[Dataset records]
■ ■ ■ ■

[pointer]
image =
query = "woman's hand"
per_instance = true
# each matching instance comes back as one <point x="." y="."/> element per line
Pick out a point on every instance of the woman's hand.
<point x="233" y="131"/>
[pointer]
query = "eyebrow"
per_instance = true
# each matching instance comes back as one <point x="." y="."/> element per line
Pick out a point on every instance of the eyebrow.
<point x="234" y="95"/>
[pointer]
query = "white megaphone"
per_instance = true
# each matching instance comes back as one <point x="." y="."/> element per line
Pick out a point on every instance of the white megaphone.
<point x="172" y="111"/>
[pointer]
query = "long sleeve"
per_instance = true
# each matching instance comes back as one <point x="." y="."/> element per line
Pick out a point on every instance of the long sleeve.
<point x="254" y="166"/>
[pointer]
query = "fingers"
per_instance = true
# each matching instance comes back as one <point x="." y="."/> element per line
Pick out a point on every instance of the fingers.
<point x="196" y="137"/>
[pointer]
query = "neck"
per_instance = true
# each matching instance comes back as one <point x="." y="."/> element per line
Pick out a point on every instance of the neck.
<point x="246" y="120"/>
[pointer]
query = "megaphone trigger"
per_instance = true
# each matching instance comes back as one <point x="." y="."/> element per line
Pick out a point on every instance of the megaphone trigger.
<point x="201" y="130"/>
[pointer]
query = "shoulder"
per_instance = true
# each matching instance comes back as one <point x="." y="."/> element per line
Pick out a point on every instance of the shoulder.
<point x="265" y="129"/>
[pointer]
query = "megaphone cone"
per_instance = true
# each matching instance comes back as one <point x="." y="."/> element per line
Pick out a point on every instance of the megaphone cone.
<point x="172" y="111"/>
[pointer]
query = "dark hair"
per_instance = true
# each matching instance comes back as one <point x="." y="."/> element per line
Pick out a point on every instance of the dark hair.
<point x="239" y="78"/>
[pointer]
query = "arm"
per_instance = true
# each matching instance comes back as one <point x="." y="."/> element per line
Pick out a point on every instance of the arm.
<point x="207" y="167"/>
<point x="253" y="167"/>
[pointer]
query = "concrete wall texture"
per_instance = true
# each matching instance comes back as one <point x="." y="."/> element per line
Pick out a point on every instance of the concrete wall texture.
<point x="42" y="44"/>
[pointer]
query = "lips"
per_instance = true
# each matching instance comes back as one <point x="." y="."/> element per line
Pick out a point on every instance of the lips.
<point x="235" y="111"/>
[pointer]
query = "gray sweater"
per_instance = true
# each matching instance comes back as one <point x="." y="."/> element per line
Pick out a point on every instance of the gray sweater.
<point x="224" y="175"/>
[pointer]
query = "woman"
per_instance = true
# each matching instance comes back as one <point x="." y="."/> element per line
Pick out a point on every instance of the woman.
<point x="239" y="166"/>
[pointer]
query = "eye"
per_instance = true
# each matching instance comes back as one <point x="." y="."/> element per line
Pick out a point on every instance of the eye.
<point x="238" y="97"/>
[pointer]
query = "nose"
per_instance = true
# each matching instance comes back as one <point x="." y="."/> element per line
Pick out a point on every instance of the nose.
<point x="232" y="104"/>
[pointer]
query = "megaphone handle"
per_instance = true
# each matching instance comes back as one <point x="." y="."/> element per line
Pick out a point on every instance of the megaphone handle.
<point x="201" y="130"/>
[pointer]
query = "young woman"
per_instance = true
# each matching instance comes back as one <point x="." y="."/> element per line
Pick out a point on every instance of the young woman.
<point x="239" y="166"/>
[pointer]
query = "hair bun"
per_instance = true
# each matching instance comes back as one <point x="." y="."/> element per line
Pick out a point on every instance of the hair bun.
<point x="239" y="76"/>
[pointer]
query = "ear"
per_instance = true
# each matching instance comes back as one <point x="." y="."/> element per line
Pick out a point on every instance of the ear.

■ ■ ■ ■

__Exercise details__
Locate every line in the rows above that contains the word "cone" and copy each of those lines.

__Exercise output__
query = "megaphone cone"
Pick out a point on every instance of the megaphone cone.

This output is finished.